Mi acompañante dijo:
-Es la necrópolis de El Cairo. Visítela. Tendrá mucho que contar.
Ahora lo cuento: la necrópolis me hizo recordar el tétrico sueño de la ciudad muerta que aparece en Fresas salvajes, de Ingmar Bergman. Ciertos nichos egipcios, de acuerdo con una costumbre antigua, son instalados dentro de verdaderas casas, que tienen techo, ventanas, postigos, puertas, rejas. Algunas de las que veo aquí lucen jardines mustios y enredaderas apoderándose de las paredes. Aquí se reúnen los familiares de los muertos en ciertas fechas del año. O el viernes, día de guardar islámico.
Hay quienes se quedan por varios días acompañando a sus muertos.
Esta costumbre ha generado a los “mejoreros de la muerte”, un fenómeno tal vez único en el planeta. Debido a la falta de habitaciones o a la mala situación económica, unos 200 mil cairotas viven durante años -y a veces la vida entera- en el enorme Karafeh.

# Conjunto de filas:
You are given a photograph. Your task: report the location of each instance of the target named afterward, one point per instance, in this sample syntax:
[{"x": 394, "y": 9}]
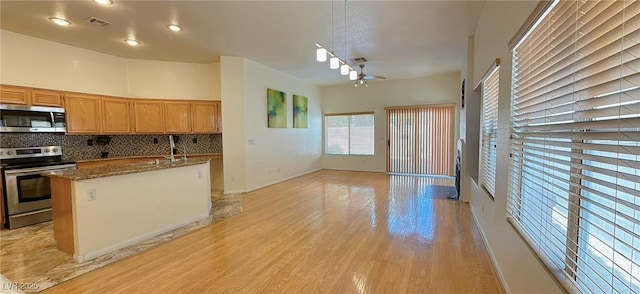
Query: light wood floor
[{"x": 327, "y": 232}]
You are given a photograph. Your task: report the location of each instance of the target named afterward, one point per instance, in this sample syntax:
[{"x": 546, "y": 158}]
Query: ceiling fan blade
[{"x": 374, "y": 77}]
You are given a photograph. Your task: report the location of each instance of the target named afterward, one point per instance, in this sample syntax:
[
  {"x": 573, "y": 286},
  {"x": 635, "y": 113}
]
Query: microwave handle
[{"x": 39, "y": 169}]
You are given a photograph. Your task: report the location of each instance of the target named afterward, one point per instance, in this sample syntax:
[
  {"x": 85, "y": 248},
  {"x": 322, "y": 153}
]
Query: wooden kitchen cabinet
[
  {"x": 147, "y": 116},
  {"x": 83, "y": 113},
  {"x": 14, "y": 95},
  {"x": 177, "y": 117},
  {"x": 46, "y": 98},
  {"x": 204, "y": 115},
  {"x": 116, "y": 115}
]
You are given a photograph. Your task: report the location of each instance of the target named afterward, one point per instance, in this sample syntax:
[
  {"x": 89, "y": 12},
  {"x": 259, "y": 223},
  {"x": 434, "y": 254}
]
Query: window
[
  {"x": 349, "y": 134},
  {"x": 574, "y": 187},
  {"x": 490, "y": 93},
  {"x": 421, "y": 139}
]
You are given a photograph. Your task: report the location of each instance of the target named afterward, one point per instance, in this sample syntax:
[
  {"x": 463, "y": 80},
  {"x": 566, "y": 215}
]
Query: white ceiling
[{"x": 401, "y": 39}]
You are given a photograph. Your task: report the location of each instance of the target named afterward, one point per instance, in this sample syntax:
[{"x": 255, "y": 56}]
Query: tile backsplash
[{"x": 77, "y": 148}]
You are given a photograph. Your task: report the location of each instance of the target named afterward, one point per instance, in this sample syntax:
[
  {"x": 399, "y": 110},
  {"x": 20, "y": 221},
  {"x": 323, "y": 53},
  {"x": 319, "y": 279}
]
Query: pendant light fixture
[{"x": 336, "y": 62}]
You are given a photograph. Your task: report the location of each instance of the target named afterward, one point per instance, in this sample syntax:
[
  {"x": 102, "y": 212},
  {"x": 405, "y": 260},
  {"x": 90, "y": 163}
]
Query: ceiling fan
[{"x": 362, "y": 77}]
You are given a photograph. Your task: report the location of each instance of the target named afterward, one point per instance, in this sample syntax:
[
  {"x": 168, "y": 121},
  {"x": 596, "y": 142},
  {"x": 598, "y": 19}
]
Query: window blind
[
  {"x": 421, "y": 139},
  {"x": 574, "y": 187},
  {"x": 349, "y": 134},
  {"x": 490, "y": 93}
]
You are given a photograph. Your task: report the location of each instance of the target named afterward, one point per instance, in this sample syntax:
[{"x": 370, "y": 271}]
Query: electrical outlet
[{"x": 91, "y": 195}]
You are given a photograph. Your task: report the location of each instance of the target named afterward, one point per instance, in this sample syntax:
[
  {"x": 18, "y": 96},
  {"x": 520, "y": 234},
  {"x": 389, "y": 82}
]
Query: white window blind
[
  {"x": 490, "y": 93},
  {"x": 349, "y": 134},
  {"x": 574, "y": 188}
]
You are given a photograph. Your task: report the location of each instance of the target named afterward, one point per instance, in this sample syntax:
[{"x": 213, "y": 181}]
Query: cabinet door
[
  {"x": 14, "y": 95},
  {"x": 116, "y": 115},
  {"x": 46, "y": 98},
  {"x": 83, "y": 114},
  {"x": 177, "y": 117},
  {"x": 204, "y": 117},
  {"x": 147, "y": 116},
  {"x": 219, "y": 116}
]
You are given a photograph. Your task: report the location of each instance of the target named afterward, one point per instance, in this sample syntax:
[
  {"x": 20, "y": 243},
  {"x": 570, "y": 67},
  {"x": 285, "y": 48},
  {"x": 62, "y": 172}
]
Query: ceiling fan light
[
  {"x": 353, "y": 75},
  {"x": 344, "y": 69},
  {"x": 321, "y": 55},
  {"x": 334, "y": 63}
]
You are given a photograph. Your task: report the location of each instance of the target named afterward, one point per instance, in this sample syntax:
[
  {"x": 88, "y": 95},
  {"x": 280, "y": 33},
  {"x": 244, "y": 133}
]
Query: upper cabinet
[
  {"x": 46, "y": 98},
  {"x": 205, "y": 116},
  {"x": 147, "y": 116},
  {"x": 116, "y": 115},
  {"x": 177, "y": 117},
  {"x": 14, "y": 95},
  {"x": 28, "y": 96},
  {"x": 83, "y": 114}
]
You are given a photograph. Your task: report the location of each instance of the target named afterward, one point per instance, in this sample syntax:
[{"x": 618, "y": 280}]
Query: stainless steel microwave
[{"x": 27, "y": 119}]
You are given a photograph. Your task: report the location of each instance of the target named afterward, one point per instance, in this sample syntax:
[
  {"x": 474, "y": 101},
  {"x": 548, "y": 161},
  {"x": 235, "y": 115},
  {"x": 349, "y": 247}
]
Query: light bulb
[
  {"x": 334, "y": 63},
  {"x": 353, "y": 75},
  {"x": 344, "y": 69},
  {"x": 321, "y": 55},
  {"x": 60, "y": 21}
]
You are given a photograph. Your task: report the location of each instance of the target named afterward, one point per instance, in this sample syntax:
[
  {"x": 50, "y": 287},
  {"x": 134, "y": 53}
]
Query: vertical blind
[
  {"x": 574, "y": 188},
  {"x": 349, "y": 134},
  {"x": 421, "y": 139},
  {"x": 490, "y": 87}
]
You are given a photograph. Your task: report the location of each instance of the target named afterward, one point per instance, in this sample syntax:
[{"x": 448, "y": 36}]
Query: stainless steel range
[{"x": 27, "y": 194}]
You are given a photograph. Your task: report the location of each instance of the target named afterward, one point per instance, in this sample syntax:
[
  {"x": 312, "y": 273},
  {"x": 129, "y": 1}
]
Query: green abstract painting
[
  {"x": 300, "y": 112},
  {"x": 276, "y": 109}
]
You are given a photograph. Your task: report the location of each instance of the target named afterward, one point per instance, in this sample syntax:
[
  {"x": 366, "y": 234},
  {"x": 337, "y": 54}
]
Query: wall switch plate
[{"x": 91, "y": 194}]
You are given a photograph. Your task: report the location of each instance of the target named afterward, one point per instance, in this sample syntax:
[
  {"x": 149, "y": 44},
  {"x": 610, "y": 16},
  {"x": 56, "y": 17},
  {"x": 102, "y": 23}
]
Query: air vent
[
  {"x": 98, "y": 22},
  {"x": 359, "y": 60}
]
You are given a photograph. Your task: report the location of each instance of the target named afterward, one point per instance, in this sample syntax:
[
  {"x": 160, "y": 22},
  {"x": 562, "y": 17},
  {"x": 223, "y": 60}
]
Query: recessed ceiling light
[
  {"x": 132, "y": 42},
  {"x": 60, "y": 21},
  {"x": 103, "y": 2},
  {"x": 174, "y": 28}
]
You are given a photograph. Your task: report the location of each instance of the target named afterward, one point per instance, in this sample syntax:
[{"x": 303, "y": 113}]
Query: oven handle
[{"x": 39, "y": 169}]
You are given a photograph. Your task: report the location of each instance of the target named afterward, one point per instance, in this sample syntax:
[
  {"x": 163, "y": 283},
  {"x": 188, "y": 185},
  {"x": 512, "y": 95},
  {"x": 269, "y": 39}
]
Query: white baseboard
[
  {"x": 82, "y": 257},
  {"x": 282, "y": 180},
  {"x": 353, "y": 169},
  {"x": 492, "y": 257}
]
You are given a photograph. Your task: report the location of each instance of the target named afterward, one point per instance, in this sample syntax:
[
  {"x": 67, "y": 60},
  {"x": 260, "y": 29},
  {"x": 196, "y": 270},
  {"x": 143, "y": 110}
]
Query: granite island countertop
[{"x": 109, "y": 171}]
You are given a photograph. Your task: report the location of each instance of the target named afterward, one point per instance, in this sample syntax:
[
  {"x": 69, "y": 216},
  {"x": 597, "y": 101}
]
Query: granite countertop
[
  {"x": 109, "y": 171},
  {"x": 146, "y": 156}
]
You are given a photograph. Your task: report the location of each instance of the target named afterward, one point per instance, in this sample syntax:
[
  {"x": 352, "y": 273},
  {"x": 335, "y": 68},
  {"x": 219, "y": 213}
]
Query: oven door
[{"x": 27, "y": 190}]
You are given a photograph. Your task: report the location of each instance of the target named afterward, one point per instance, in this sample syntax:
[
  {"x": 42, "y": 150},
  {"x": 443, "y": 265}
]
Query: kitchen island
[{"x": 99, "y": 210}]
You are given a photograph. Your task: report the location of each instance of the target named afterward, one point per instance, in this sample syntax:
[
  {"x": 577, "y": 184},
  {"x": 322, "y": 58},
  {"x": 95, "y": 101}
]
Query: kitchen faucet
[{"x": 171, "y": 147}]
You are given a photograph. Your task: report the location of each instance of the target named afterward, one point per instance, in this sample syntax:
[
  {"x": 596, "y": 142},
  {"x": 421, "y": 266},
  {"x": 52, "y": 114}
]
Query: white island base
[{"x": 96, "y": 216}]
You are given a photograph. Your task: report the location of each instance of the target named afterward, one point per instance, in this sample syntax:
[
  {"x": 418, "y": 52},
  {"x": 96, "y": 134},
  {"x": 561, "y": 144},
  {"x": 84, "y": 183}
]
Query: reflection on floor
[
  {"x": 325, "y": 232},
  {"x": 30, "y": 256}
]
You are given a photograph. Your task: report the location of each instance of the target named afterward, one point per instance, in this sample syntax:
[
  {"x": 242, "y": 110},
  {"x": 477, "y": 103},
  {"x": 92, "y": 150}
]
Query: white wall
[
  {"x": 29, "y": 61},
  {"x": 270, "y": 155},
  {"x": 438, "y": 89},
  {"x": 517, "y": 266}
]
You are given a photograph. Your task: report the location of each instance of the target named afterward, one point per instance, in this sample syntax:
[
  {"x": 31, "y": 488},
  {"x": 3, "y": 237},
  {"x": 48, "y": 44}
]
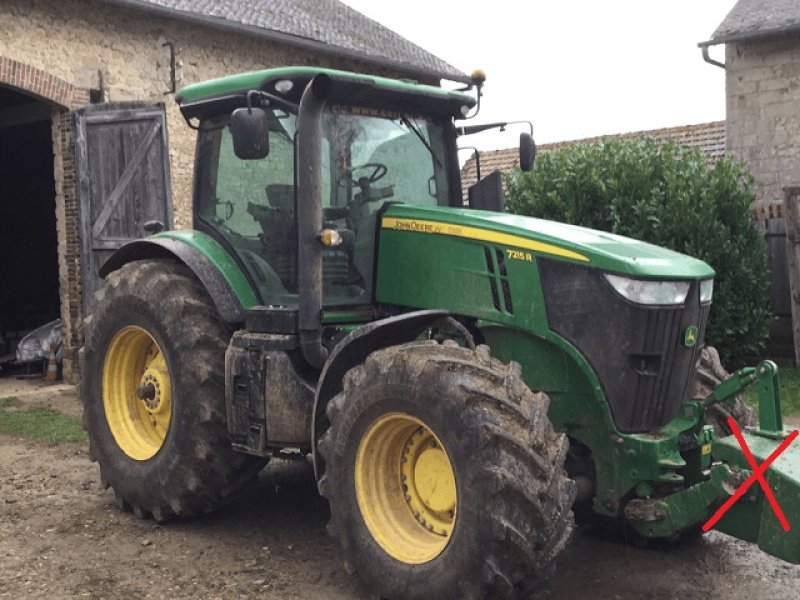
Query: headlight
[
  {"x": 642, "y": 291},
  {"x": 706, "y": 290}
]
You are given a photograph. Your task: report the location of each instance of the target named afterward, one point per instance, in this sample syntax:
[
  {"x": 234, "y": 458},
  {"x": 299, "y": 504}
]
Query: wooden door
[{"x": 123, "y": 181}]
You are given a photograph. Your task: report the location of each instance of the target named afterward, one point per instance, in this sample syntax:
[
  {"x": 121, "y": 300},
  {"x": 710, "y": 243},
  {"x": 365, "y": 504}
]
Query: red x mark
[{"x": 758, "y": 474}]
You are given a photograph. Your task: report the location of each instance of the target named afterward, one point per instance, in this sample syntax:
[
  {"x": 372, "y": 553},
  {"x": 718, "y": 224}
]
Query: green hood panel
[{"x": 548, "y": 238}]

---

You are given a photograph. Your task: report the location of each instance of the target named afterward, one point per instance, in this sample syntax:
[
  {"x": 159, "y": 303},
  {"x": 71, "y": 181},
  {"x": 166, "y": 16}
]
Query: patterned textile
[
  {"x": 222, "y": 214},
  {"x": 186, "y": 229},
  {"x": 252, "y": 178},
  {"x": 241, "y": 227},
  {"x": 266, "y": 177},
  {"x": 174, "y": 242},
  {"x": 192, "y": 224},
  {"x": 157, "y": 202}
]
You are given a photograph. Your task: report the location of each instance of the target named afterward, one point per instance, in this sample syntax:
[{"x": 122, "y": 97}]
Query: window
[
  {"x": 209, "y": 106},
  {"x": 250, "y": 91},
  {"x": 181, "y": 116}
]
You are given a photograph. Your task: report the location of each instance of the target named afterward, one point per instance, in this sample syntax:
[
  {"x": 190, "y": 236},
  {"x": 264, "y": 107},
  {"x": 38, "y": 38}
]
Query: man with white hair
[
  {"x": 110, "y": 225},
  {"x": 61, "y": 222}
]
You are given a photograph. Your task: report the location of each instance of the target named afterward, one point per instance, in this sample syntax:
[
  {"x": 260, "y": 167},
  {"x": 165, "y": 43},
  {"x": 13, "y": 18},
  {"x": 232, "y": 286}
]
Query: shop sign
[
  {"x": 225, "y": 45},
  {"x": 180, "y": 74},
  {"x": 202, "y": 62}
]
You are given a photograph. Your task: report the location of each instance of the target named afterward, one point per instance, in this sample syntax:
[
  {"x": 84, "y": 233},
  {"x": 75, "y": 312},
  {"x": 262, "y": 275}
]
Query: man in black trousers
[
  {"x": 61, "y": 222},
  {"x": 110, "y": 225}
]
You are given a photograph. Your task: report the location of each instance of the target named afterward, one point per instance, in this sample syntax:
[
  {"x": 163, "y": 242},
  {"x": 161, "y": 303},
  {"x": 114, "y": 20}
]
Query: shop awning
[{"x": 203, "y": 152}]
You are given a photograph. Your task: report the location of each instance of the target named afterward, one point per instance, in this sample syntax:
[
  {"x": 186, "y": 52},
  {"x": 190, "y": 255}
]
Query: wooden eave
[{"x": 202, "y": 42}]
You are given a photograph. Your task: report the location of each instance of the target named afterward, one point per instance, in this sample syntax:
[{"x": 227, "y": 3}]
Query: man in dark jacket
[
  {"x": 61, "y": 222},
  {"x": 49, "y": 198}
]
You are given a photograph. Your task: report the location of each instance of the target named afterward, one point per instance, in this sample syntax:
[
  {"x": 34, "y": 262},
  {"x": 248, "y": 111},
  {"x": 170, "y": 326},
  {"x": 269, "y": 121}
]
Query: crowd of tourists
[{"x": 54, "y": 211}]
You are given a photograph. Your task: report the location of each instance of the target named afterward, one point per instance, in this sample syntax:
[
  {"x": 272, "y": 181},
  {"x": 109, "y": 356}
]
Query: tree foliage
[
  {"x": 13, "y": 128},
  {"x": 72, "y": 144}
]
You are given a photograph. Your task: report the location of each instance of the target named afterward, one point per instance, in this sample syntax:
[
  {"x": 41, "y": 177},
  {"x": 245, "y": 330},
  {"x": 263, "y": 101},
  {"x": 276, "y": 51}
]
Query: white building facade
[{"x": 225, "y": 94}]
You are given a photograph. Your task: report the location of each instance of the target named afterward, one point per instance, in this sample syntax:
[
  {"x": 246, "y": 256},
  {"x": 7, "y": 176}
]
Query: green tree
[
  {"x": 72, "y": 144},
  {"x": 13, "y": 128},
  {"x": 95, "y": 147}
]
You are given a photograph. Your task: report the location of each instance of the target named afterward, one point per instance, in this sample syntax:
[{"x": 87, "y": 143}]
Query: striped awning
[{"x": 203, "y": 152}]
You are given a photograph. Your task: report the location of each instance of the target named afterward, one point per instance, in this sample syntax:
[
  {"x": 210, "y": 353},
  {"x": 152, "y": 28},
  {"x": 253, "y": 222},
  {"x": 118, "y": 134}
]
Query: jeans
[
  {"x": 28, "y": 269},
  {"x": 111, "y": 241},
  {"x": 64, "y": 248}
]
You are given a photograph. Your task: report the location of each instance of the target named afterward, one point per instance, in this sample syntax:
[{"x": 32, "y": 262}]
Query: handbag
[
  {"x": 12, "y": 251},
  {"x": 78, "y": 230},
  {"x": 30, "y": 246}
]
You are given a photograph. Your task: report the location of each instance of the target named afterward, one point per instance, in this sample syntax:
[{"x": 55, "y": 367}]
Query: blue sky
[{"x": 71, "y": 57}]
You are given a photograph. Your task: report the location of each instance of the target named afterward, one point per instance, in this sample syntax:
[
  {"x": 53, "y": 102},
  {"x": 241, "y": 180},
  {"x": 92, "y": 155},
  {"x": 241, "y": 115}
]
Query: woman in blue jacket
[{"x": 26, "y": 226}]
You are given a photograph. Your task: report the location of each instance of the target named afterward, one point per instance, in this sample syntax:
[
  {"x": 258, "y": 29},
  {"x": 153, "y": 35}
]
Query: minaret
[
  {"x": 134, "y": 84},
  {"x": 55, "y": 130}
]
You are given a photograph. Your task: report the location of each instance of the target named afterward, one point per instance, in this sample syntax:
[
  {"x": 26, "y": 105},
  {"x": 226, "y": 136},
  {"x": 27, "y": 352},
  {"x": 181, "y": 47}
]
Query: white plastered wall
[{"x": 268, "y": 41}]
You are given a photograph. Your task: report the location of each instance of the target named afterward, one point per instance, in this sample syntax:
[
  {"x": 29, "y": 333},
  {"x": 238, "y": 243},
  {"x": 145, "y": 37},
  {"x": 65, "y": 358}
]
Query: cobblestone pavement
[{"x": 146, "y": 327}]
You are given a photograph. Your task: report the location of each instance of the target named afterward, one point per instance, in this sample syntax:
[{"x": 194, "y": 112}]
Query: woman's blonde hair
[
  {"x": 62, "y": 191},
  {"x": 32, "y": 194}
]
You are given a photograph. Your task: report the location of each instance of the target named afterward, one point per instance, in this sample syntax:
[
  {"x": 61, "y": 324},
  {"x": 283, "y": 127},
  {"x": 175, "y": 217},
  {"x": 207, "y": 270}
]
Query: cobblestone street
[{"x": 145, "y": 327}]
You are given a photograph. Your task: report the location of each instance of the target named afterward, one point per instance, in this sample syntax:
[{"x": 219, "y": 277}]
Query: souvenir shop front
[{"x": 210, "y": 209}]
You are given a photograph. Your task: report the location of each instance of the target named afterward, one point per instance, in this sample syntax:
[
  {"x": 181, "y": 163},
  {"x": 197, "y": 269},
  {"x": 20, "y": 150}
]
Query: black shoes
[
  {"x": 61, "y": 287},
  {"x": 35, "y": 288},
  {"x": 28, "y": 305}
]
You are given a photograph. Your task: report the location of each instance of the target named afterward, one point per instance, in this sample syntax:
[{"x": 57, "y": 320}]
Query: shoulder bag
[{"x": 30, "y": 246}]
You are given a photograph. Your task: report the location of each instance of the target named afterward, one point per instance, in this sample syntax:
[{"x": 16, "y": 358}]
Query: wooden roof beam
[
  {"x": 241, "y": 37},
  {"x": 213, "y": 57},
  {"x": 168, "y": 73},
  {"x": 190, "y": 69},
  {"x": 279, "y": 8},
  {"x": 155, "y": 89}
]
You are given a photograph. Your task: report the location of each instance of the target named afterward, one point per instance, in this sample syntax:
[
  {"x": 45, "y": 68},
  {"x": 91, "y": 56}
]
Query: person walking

...

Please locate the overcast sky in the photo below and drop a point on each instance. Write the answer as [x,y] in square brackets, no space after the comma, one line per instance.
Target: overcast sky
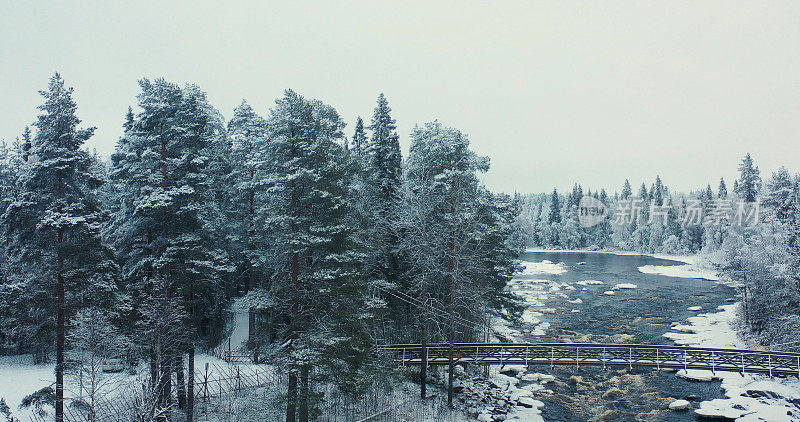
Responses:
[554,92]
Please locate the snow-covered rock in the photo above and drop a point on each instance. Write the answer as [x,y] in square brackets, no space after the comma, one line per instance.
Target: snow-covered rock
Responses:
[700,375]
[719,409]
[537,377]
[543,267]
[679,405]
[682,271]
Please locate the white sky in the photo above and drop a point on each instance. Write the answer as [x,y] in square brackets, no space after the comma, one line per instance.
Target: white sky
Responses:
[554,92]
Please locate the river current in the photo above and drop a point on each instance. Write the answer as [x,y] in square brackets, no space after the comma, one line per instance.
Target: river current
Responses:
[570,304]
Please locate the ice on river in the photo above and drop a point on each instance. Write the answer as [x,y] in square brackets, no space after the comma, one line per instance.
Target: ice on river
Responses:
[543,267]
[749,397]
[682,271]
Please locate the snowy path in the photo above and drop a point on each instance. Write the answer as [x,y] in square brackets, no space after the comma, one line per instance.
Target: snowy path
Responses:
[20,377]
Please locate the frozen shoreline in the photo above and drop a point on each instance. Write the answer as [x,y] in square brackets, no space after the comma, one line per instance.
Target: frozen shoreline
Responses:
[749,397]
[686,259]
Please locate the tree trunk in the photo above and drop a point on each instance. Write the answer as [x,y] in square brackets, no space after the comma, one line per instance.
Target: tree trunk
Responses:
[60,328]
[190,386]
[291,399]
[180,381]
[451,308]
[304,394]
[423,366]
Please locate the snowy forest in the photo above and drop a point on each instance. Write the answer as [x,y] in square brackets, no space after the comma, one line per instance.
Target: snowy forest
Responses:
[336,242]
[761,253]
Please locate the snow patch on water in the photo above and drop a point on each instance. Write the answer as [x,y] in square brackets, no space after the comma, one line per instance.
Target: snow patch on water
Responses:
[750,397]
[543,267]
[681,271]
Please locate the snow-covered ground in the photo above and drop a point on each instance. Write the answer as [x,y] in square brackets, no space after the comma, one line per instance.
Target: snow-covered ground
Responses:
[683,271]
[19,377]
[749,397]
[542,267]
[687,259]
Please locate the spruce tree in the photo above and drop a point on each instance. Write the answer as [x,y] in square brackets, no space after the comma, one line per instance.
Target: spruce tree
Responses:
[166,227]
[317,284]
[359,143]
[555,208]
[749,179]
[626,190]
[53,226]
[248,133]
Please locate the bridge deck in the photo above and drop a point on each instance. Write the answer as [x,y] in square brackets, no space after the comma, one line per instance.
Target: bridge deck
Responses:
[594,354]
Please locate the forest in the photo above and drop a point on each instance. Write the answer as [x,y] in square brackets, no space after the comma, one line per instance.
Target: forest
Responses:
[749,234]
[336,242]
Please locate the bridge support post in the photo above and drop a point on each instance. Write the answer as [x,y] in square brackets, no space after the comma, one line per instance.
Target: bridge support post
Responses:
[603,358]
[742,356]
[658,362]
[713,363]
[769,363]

# Qué se pide:
Según el texto sobre la necrópolis de El Cairo, ¿qué tienen las casas dentro de las cuales se instalan ciertos nichos egipcios? Enuméralo todo.

# Respuesta esperada:
Techo, ventanas, postigos, puertas y rejas.